── RECORDS SUPPLIED ──

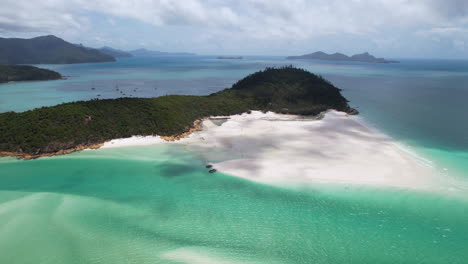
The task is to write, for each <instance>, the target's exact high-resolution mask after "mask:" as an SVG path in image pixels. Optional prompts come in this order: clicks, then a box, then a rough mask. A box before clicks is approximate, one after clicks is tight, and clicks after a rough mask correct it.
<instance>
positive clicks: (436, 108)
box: [0, 56, 468, 172]
mask: <svg viewBox="0 0 468 264" xmlns="http://www.w3.org/2000/svg"><path fill="white" fill-rule="evenodd" d="M400 61H401V63H396V64H373V63H353V62H324V61H298V60H286V59H284V58H283V57H245V58H244V59H243V60H218V59H216V58H215V57H213V56H187V57H154V58H125V59H119V60H118V61H117V62H115V63H95V64H74V65H40V66H41V67H45V68H49V69H52V70H56V71H58V72H60V73H61V74H62V75H64V76H67V78H68V79H67V80H60V81H50V82H23V83H12V84H3V85H0V112H5V111H25V110H29V109H33V108H36V107H41V106H50V105H55V104H59V103H63V102H70V101H76V100H89V99H93V98H117V97H125V96H129V97H154V96H162V95H166V94H189V95H207V94H210V93H213V92H216V91H219V90H221V89H224V88H227V87H230V86H231V85H232V84H233V83H234V82H236V81H237V80H239V79H241V78H242V77H244V76H246V75H247V74H250V73H253V72H255V71H258V70H261V69H264V68H265V67H270V66H284V65H289V64H292V65H295V66H298V67H302V68H305V69H308V70H310V71H312V72H314V73H317V74H321V75H323V76H324V77H326V78H328V79H329V80H331V81H332V82H333V83H334V84H335V85H336V86H338V87H339V88H342V89H343V93H344V95H345V96H346V97H347V98H348V99H349V100H350V101H351V105H353V106H355V107H357V108H358V109H359V110H360V111H361V116H362V117H363V118H364V119H365V120H366V121H368V122H369V123H370V124H372V125H374V126H377V127H378V128H380V129H382V130H383V131H384V132H386V133H388V134H390V135H391V136H393V137H395V138H398V139H400V140H401V141H402V142H404V143H406V144H408V145H411V146H413V147H416V148H419V149H420V150H421V151H422V152H427V153H428V155H436V156H439V158H440V159H441V160H444V163H446V165H448V166H449V167H457V168H458V170H459V172H460V171H461V172H464V170H468V155H467V154H466V153H467V151H468V122H467V121H468V117H467V115H466V114H465V113H467V112H468V103H467V99H468V61H463V60H410V59H400ZM93 88H94V89H93ZM454 161H455V162H454Z"/></svg>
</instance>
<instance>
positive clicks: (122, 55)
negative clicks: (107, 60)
mask: <svg viewBox="0 0 468 264" xmlns="http://www.w3.org/2000/svg"><path fill="white" fill-rule="evenodd" d="M99 51H100V52H102V53H104V54H107V55H109V56H112V57H114V58H128V57H133V55H132V54H131V53H129V52H126V51H122V50H118V49H114V48H111V47H106V46H104V47H102V48H100V49H99Z"/></svg>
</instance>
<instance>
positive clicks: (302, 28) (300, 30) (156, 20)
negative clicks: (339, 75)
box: [0, 0, 468, 59]
mask: <svg viewBox="0 0 468 264" xmlns="http://www.w3.org/2000/svg"><path fill="white" fill-rule="evenodd" d="M0 7H1V8H0V37H21V38H29V37H35V36H41V35H51V34H52V35H56V36H58V37H61V38H63V39H65V40H67V41H69V42H72V43H82V44H83V45H86V46H90V47H101V46H111V47H114V48H119V49H124V50H131V49H137V48H147V49H153V50H160V51H172V52H176V51H178V52H180V51H185V52H194V53H198V54H210V55H215V54H231V55H278V56H285V55H299V54H305V53H311V52H314V51H318V50H321V51H325V52H342V53H345V54H348V55H351V54H355V53H361V52H364V51H368V52H370V53H372V54H374V55H376V56H378V57H387V58H455V59H468V0H237V1H236V0H92V1H87V0H40V1H39V0H0Z"/></svg>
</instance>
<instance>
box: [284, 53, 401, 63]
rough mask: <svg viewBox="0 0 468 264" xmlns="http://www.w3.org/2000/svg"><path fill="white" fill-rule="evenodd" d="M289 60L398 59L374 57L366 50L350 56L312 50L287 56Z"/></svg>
mask: <svg viewBox="0 0 468 264" xmlns="http://www.w3.org/2000/svg"><path fill="white" fill-rule="evenodd" d="M287 59H289V60H298V59H303V60H327V61H357V62H372V63H398V61H392V60H385V59H383V58H376V57H374V56H372V55H370V54H369V53H368V52H364V53H361V54H355V55H353V56H351V57H349V56H346V55H344V54H342V53H338V52H337V53H333V54H327V53H325V52H321V51H318V52H314V53H310V54H305V55H302V56H289V57H287Z"/></svg>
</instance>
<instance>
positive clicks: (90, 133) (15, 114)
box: [0, 66, 357, 159]
mask: <svg viewBox="0 0 468 264" xmlns="http://www.w3.org/2000/svg"><path fill="white" fill-rule="evenodd" d="M340 91H341V90H340V89H338V88H336V87H335V86H334V85H333V84H331V83H330V82H329V81H327V80H325V79H323V78H322V77H320V76H318V75H315V74H312V73H310V72H308V71H305V70H302V69H297V68H294V67H291V66H289V67H283V68H267V69H265V70H263V71H260V72H256V73H254V74H251V75H249V76H247V77H245V78H244V79H242V80H240V81H238V82H237V83H235V84H234V85H233V86H232V87H231V88H229V89H225V90H222V91H220V92H217V93H214V94H211V95H208V96H184V95H170V96H163V97H158V98H118V99H105V100H91V101H80V102H73V103H65V104H61V105H57V106H52V107H42V108H38V109H34V110H31V111H26V112H22V113H15V112H7V113H2V114H0V156H16V157H20V158H26V159H30V158H37V157H40V156H50V155H58V154H65V153H70V152H73V151H78V150H82V149H85V148H90V147H91V148H93V147H94V148H95V147H99V146H100V144H103V143H104V142H106V141H108V140H111V139H115V138H126V137H131V136H134V135H160V136H167V137H173V138H178V137H179V136H180V135H181V134H184V133H187V131H191V130H192V129H193V128H194V126H196V124H197V123H198V122H197V120H200V119H203V118H205V117H209V116H226V115H233V114H239V113H244V112H248V111H249V110H261V111H274V112H278V113H289V114H298V115H317V114H319V113H321V112H323V111H326V110H328V109H336V110H339V111H344V112H348V113H350V114H355V113H357V111H356V110H354V109H353V108H351V107H350V106H349V105H348V101H347V100H346V99H345V98H344V97H343V96H342V95H341V93H340Z"/></svg>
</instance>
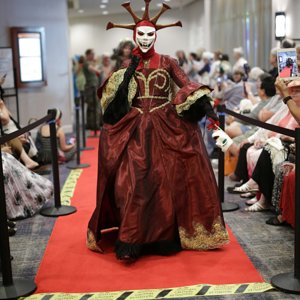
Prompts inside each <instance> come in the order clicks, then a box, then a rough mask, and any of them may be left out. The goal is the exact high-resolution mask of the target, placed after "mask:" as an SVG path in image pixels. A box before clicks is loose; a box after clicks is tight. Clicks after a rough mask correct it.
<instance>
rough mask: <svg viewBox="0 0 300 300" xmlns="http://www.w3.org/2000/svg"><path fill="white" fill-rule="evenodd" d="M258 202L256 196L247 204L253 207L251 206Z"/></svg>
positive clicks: (247, 200)
mask: <svg viewBox="0 0 300 300" xmlns="http://www.w3.org/2000/svg"><path fill="white" fill-rule="evenodd" d="M257 201H258V200H257V198H256V196H254V197H253V198H252V199H250V200H247V201H246V202H245V203H246V205H249V206H251V205H253V204H255V203H256V202H257Z"/></svg>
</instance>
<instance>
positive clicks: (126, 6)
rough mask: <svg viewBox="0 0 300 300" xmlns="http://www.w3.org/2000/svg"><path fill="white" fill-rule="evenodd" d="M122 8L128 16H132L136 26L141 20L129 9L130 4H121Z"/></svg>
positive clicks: (131, 8)
mask: <svg viewBox="0 0 300 300" xmlns="http://www.w3.org/2000/svg"><path fill="white" fill-rule="evenodd" d="M122 6H123V7H124V8H125V9H126V10H127V11H128V12H129V13H130V15H131V16H132V18H133V21H134V23H135V24H137V23H138V22H140V21H142V19H141V18H139V17H138V16H137V15H136V14H135V13H134V12H133V10H132V8H131V5H130V2H126V3H123V4H122Z"/></svg>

───

#### TASK ITEM
Transcribe all entries above exactly. Drop the pictures.

#### RESPONSE FOR THIS EXERCISE
The task is to write, for each <instance>, the target's exact high-resolution mask after "mask:" as an SVG path in image pixels. Optional prompts come in this order: clicks, then a box, then a rough mask. A box before clicks is approximate, one after clicks is tight, and clicks after a rough mask correct it.
<instance>
positive clicks: (436, 108)
box: [0, 56, 468, 172]
mask: <svg viewBox="0 0 468 264" xmlns="http://www.w3.org/2000/svg"><path fill="white" fill-rule="evenodd" d="M400 61H401V63H396V64H373V63H353V62H324V61H298V60H286V59H284V58H283V57H245V58H244V59H243V60H218V59H216V58H215V57H213V56H187V57H154V58H125V59H119V60H118V61H117V62H115V63H95V64H74V65H40V66H41V67H45V68H49V69H52V70H56V71H58V72H60V73H61V74H62V75H64V76H67V78H68V79H67V80H60V81H50V82H23V83H12V84H3V85H0V112H5V111H25V110H29V109H33V108H36V107H41V106H50V105H55V104H59V103H63V102H70V101H76V100H89V99H93V98H117V97H125V96H129V97H154V96H162V95H166V94H189V95H207V94H210V93H213V92H216V91H219V90H221V89H224V88H227V87H230V86H231V85H232V84H233V83H234V82H236V81H237V80H239V79H241V78H242V77H244V76H246V75H247V74H250V73H253V72H255V71H258V70H261V69H264V68H265V67H270V66H284V65H289V64H292V65H295V66H298V67H302V68H305V69H308V70H310V71H312V72H314V73H317V74H321V75H323V76H324V77H326V78H328V79H329V80H331V81H332V82H333V83H334V84H335V85H336V86H338V87H339V88H342V89H343V93H344V95H345V96H346V97H347V98H348V99H349V100H350V101H351V105H353V106H355V107H357V108H358V109H359V110H360V111H361V116H362V117H363V118H364V119H365V120H366V121H368V122H369V123H370V124H372V125H374V126H377V127H378V128H380V129H382V130H383V131H384V132H386V133H388V134H390V135H391V136H393V137H395V138H398V139H400V140H401V141H402V142H404V143H406V144H408V145H411V146H413V147H416V148H419V149H420V150H421V151H422V152H427V153H428V155H436V156H439V158H440V159H441V160H444V163H446V165H448V166H449V167H457V168H458V170H459V172H460V171H461V172H464V170H468V155H467V154H466V153H467V151H468V122H467V121H468V117H467V115H466V114H465V113H467V112H468V103H467V99H468V61H463V60H410V59H400ZM93 88H94V89H93ZM454 161H455V162H454Z"/></svg>
</instance>
<instance>
positive clicks: (122, 55)
negative clicks: (107, 60)
mask: <svg viewBox="0 0 468 264" xmlns="http://www.w3.org/2000/svg"><path fill="white" fill-rule="evenodd" d="M99 51H100V52H102V53H104V54H107V55H109V56H112V57H114V58H128V57H133V55H132V54H131V53H129V52H126V51H122V50H118V49H114V48H111V47H106V46H104V47H102V48H100V49H99Z"/></svg>
</instance>
<instance>
positive clicks: (302, 28) (300, 30) (156, 20)
negative clicks: (339, 75)
box: [0, 0, 468, 59]
mask: <svg viewBox="0 0 468 264" xmlns="http://www.w3.org/2000/svg"><path fill="white" fill-rule="evenodd" d="M0 7H1V8H0V37H21V38H29V37H35V36H41V35H51V34H52V35H56V36H58V37H61V38H63V39H65V40H67V41H69V42H72V43H82V44H83V45H86V46H90V47H101V46H111V47H114V48H119V49H124V50H131V49H137V48H147V49H153V50H160V51H172V52H176V51H178V52H180V51H185V52H194V53H198V54H210V55H215V54H231V55H278V56H285V55H299V54H305V53H311V52H314V51H318V50H321V51H325V52H342V53H345V54H348V55H351V54H355V53H361V52H364V51H368V52H370V53H372V54H374V55H376V56H378V57H387V58H455V59H468V0H237V1H236V0H92V1H87V0H40V1H39V0H0Z"/></svg>
</instance>
<instance>
box: [284, 53, 401, 63]
rough mask: <svg viewBox="0 0 468 264" xmlns="http://www.w3.org/2000/svg"><path fill="white" fill-rule="evenodd" d="M289 60L398 59L374 57L366 50L350 56L312 50L287 56Z"/></svg>
mask: <svg viewBox="0 0 468 264" xmlns="http://www.w3.org/2000/svg"><path fill="white" fill-rule="evenodd" d="M287 59H289V60H298V59H303V60H327V61H357V62H372V63H398V61H392V60H385V59H383V58H376V57H374V56H372V55H370V54H369V53H368V52H364V53H361V54H355V55H353V56H351V57H349V56H346V55H344V54H342V53H338V52H337V53H333V54H327V53H325V52H321V51H318V52H314V53H310V54H305V55H302V56H289V57H287Z"/></svg>
</instance>
<instance>
positive clicks: (90, 133) (15, 114)
box: [0, 66, 357, 159]
mask: <svg viewBox="0 0 468 264" xmlns="http://www.w3.org/2000/svg"><path fill="white" fill-rule="evenodd" d="M340 91H341V90H340V89H338V88H336V87H335V86H334V85H333V84H331V83H330V82H329V81H327V80H325V79H323V78H322V77H320V76H318V75H315V74H312V73H310V72H308V71H305V70H302V69H297V68H294V67H291V66H289V67H283V68H267V69H265V70H263V71H260V72H256V73H254V74H251V75H249V76H247V77H245V78H244V79H242V80H240V81H238V82H237V83H235V84H234V85H233V86H232V87H231V88H229V89H225V90H222V91H220V92H217V93H214V94H211V95H208V96H184V95H170V96H163V97H158V98H118V99H105V100H91V101H80V102H73V103H65V104H61V105H57V106H52V107H42V108H38V109H34V110H31V111H26V112H22V113H15V112H7V113H2V114H0V156H16V157H20V158H26V159H30V158H37V157H40V156H50V155H58V154H65V153H70V152H73V151H78V150H82V149H85V148H90V147H91V148H93V147H94V148H95V147H99V146H100V144H103V143H104V142H106V141H108V140H111V139H115V138H126V137H131V136H134V135H160V136H167V137H173V138H178V137H179V136H180V135H181V134H184V133H187V131H191V130H192V129H193V128H194V126H196V124H197V123H198V122H197V120H200V119H203V118H205V117H209V116H226V115H233V114H239V113H244V112H248V111H249V110H261V111H274V112H278V113H289V114H298V115H317V114H319V113H321V112H323V111H326V110H328V109H336V110H339V111H344V112H348V113H350V114H355V113H357V111H356V110H354V109H353V108H351V107H350V106H349V105H348V101H347V100H346V99H345V98H344V97H343V96H342V95H341V93H340Z"/></svg>
</instance>
Prompts inside each <instance> come in the order clicks, then a box, then a rough mask, and any of them may be left out. The goal is the exact high-resolution mask of the target, placed after "mask:" as an SVG path in image pixels. A box before clicks is loose; a box after clicks is tight. Clicks after a rough mask correct it.
<instance>
rough mask: <svg viewBox="0 0 300 300" xmlns="http://www.w3.org/2000/svg"><path fill="white" fill-rule="evenodd" d="M258 202L256 196L247 204L253 207L251 206Z"/></svg>
positive clicks: (247, 200)
mask: <svg viewBox="0 0 300 300" xmlns="http://www.w3.org/2000/svg"><path fill="white" fill-rule="evenodd" d="M257 201H258V200H257V198H256V196H254V197H253V198H252V199H250V200H247V201H246V202H245V203H246V205H249V206H251V205H253V204H255V203H256V202H257Z"/></svg>
</instance>
<instance>
positive clicks: (126, 6)
rough mask: <svg viewBox="0 0 300 300" xmlns="http://www.w3.org/2000/svg"><path fill="white" fill-rule="evenodd" d="M122 8L128 16H132L136 26L141 20L129 9L130 4H121Z"/></svg>
positive clicks: (131, 8)
mask: <svg viewBox="0 0 300 300" xmlns="http://www.w3.org/2000/svg"><path fill="white" fill-rule="evenodd" d="M122 6H123V7H124V8H125V9H126V10H127V11H128V12H129V13H130V15H131V16H132V18H133V21H134V23H135V24H137V23H138V22H140V21H142V19H141V18H139V17H138V16H137V15H136V14H135V13H134V12H133V10H132V8H131V5H130V2H126V3H123V4H122Z"/></svg>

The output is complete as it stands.